(Image location labeling entries)
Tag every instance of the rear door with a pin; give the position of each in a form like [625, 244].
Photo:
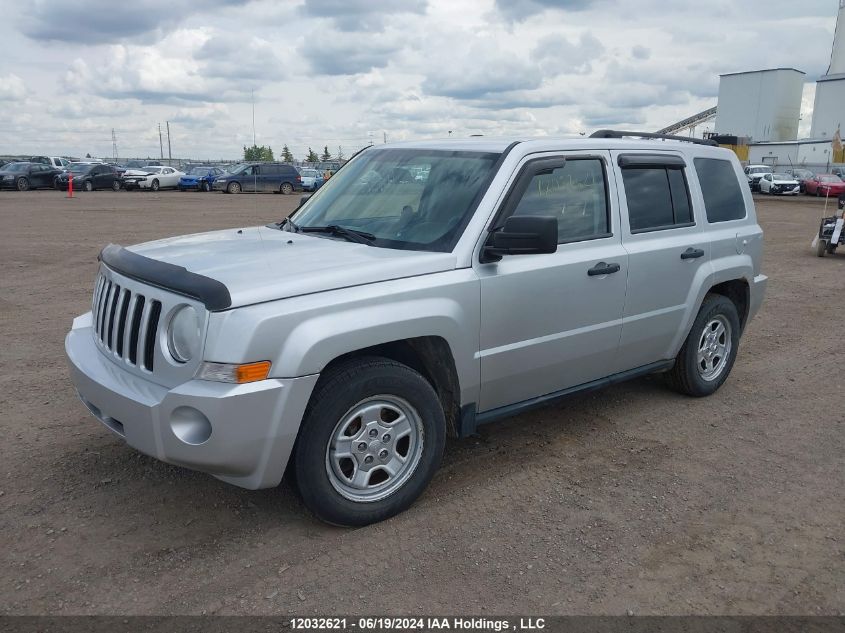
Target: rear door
[547, 322]
[663, 233]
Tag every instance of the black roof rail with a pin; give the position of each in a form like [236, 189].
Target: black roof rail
[668, 137]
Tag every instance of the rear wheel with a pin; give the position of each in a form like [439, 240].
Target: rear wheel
[371, 440]
[708, 354]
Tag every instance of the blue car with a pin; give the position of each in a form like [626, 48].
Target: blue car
[199, 178]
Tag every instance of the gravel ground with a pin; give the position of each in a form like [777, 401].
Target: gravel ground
[631, 499]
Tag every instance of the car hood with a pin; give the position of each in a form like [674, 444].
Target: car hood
[261, 264]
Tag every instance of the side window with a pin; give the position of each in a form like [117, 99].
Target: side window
[722, 194]
[658, 197]
[573, 190]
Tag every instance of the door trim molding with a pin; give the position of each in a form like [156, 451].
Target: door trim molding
[470, 420]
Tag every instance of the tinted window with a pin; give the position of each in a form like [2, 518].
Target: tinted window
[657, 198]
[573, 192]
[722, 194]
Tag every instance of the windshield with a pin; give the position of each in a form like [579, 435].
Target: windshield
[410, 199]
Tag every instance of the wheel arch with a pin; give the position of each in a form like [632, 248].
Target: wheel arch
[730, 278]
[431, 357]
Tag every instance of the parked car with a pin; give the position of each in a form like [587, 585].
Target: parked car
[350, 339]
[57, 162]
[800, 175]
[255, 177]
[153, 177]
[23, 176]
[824, 185]
[754, 173]
[88, 177]
[311, 179]
[199, 178]
[779, 184]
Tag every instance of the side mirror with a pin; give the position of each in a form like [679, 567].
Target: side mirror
[522, 235]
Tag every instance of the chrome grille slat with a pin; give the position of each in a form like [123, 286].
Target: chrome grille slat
[110, 316]
[123, 311]
[142, 333]
[103, 303]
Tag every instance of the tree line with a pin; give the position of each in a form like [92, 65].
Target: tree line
[265, 153]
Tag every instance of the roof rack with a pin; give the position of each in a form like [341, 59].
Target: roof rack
[668, 137]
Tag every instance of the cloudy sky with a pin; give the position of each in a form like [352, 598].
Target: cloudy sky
[348, 72]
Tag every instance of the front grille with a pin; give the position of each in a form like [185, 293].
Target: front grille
[125, 322]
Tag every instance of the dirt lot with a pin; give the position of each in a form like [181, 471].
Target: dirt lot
[632, 498]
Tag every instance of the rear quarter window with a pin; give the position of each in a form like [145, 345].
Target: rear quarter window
[723, 199]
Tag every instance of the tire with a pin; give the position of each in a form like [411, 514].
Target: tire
[384, 388]
[697, 375]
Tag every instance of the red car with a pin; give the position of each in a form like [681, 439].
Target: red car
[824, 185]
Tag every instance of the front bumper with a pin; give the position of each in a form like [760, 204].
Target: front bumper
[252, 426]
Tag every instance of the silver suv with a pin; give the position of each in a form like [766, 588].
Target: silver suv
[426, 289]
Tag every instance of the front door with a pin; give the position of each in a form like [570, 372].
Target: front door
[550, 322]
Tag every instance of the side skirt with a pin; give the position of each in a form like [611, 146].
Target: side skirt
[471, 419]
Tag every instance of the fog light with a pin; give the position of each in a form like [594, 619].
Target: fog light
[190, 425]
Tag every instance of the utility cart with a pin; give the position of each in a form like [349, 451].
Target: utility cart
[831, 233]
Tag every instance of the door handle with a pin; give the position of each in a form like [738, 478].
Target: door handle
[692, 253]
[603, 269]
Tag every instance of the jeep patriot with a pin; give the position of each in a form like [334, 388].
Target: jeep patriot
[429, 287]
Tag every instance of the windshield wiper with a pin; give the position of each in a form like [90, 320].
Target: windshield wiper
[352, 235]
[290, 223]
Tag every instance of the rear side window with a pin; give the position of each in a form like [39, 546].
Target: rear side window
[658, 198]
[720, 188]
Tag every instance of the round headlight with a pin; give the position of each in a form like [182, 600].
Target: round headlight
[183, 334]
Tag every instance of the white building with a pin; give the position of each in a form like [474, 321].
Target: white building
[762, 105]
[829, 109]
[815, 155]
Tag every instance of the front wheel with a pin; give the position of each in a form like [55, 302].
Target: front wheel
[371, 440]
[708, 354]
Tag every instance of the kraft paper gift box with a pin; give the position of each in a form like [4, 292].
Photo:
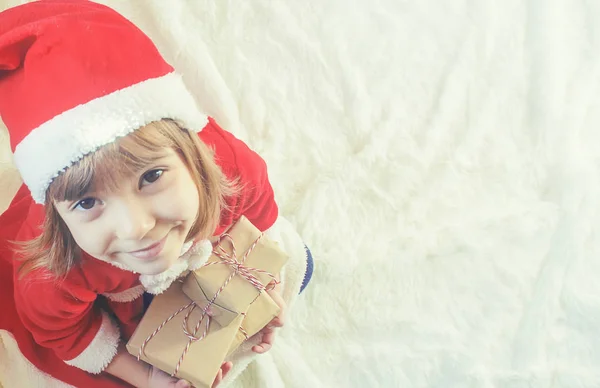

Short task: Report every line of the material above that contains the word "cloudy", copying each line in full.

Reply to the task:
Tag every instance of the cloudy sky with a pin; give the position of each in a form like [352, 598].
Target: cloudy sky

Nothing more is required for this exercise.